Text excerpt
On a ship with controlled gravity, nothing settles where you do not want it to settle. Corners are irrelevant when gravity tugs towards the center and the pressure drops below the boiling point of hydrogen. Then you can add in the higher tech level. Who's to say that the corners cannot curve and the decks level out to be smooth at the press of a button?
I don't think the grav fields work that way. Or at least I'm not aware of them working that way. You have grav plates that would project a field and without more details the simplest explanation is that it emits a field similar to gravity and each 'plate' would project it's own field. For safety reasons they would have to have some sort of capacitor in them in order to stop people from being goo when a ship took a power hit and thrust was underway - any variance in the thrust halting and the grav plate not working and that's where the gooification can occur.

Maybe they are sophisticated enough to make them work like a broom via emitters so they can 'sweep' the fuel from flat surfaces. It's still a liquid so there are still pumps and pipes and such. I usually prefer a simple engineering solution to something so basic.
 
I don't think the grav fields work that way. Or at least I'm not aware of them working that way. You have grav plates that would project a field and without more details the simplest explanation is that it emits a field similar to gravity and each 'plate' would project it's own field. For safety reasons they would have to have some sort of capacitor in them in order to stop people from being goo when a ship took a power hit and thrust was underway - any variance in the thrust halting and the grav plate not working and that's where the gooification can occur.

What to do
Continue the forum discussion about gravity plates and fuel on starships from the point where it stops.

Recorded information

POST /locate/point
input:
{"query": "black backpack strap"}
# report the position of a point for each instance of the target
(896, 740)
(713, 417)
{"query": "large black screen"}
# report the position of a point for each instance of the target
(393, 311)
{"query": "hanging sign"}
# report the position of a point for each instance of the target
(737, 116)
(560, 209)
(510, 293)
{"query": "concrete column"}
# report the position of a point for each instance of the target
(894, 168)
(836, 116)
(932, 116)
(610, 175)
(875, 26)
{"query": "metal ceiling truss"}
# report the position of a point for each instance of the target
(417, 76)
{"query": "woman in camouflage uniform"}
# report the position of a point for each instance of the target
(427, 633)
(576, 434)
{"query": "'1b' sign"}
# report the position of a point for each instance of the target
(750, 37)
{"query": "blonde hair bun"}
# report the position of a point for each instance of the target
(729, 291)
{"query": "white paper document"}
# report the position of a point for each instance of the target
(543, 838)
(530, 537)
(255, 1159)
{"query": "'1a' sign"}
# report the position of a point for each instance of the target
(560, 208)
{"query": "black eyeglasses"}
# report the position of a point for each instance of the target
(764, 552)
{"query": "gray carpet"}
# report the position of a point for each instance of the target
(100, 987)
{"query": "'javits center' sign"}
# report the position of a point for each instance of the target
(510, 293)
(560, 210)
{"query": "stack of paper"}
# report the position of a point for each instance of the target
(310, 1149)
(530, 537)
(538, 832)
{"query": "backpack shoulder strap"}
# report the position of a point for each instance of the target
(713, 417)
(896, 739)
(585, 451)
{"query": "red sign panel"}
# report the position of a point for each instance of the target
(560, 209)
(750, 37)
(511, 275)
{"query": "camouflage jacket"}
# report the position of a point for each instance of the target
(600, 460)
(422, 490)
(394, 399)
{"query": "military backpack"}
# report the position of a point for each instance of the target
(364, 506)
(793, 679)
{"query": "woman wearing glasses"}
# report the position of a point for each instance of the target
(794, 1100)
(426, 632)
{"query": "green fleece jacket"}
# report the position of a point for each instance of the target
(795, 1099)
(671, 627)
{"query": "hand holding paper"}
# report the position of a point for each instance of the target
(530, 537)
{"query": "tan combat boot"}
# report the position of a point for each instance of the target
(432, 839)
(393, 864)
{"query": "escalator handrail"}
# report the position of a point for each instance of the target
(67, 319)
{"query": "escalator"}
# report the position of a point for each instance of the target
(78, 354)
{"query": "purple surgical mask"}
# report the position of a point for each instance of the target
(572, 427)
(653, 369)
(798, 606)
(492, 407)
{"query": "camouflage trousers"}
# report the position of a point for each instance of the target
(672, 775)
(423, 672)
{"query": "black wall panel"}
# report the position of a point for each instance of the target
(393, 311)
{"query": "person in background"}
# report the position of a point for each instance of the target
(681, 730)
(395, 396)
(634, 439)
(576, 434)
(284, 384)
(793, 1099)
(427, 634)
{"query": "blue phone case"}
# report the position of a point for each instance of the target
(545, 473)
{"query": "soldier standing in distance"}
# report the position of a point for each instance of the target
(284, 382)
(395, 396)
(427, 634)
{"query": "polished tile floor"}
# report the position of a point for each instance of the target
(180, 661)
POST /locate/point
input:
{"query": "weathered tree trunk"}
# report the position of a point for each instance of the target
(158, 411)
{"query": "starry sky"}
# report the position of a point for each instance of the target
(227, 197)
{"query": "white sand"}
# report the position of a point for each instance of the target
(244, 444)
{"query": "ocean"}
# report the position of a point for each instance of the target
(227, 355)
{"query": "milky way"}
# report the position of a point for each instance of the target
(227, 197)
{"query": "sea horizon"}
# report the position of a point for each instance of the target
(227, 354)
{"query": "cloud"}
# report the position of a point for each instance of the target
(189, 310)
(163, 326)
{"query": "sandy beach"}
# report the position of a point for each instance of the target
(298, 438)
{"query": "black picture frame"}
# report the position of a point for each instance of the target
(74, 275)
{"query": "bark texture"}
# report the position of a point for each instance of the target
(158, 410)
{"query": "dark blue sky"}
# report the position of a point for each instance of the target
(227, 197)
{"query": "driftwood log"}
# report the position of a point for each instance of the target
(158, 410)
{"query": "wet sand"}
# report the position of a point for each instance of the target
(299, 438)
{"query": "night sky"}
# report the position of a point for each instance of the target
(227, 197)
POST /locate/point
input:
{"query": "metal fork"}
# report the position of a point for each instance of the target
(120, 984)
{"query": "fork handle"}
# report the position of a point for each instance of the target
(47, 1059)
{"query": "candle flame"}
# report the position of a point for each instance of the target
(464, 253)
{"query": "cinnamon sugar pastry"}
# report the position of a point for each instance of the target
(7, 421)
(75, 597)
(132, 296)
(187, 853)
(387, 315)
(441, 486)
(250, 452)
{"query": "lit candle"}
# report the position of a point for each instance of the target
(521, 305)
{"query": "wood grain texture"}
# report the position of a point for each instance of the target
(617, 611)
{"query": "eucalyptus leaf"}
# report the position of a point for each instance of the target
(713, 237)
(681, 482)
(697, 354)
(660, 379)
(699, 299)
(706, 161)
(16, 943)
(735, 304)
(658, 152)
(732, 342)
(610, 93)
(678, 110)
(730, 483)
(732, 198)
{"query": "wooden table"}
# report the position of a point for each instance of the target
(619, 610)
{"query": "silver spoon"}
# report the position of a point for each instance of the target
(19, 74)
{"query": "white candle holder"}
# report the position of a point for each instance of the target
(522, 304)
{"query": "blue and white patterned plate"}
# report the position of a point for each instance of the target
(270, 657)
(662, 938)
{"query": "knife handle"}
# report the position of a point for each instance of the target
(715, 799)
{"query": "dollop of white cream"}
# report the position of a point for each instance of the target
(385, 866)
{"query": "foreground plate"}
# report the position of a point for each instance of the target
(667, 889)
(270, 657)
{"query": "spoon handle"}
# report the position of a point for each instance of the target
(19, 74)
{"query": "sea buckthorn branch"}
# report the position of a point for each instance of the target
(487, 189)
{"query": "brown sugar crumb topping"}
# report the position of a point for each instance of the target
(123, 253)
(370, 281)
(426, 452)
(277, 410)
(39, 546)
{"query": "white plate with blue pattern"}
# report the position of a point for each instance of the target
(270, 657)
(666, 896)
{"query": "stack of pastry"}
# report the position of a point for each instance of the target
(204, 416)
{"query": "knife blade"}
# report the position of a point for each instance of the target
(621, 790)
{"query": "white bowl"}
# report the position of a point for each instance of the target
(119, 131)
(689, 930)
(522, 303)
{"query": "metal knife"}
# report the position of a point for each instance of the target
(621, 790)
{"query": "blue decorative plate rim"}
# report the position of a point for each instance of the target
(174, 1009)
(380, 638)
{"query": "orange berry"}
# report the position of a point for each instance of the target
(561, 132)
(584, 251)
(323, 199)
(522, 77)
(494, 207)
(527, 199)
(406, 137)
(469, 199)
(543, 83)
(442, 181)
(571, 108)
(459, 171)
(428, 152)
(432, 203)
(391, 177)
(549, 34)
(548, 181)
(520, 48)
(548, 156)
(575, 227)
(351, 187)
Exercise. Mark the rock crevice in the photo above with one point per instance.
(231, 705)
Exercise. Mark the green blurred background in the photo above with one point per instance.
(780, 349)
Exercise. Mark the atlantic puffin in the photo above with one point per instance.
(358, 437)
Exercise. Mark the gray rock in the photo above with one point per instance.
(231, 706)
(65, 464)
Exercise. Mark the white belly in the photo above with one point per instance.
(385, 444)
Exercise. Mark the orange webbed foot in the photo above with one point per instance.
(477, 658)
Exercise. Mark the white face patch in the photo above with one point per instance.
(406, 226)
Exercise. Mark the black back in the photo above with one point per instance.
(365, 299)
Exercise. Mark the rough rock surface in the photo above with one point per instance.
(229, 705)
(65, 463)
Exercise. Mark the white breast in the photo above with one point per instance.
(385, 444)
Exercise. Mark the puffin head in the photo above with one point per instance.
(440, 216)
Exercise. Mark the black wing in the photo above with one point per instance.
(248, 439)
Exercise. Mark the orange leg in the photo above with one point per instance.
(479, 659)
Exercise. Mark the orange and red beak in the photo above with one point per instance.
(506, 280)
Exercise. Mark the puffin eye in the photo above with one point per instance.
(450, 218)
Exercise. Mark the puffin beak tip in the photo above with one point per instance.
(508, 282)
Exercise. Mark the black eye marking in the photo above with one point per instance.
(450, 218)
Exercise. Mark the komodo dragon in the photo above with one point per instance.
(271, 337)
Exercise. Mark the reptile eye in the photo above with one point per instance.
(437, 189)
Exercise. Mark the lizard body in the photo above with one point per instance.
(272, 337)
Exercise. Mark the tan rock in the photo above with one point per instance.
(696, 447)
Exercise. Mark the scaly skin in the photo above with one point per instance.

Task output
Maybe they are sophisticated enough to make them work like a broom via emitters so they can 'sweep' the fuel from flat surfaces. It's still a liquid so there are still pumps and pipes and such. I usually prefer a simple engineering solution to something so basic.
They work at the strength of your grav drive, and in whatever direction you or your computer tells it to. Fusion+ is made possible by gravitic pumping. Vary the pressure for the given temperature and your fuel is gas. Evacuate that as you would air prior to opening a bay to vacuum.
Both of these are well within the established tropes of Charted Space.
 
They work at the strength of your grav drive, and in whatever direction you or your computer tells it to. Fusion+ is made possible by gravitic pumping. Vary the pressure for the given temperature and your fuel is gas. Evacuate that as you would air prior to opening a bay to vacuum.
Both of these are well within the established tropes of Charted Space.
Is this in SOM v2?
 
How far does the artificial gravity extend from one deck to another? Does it extend beyond the hull? Why are the artificial gravity plates not damaged by damage taken to a ship?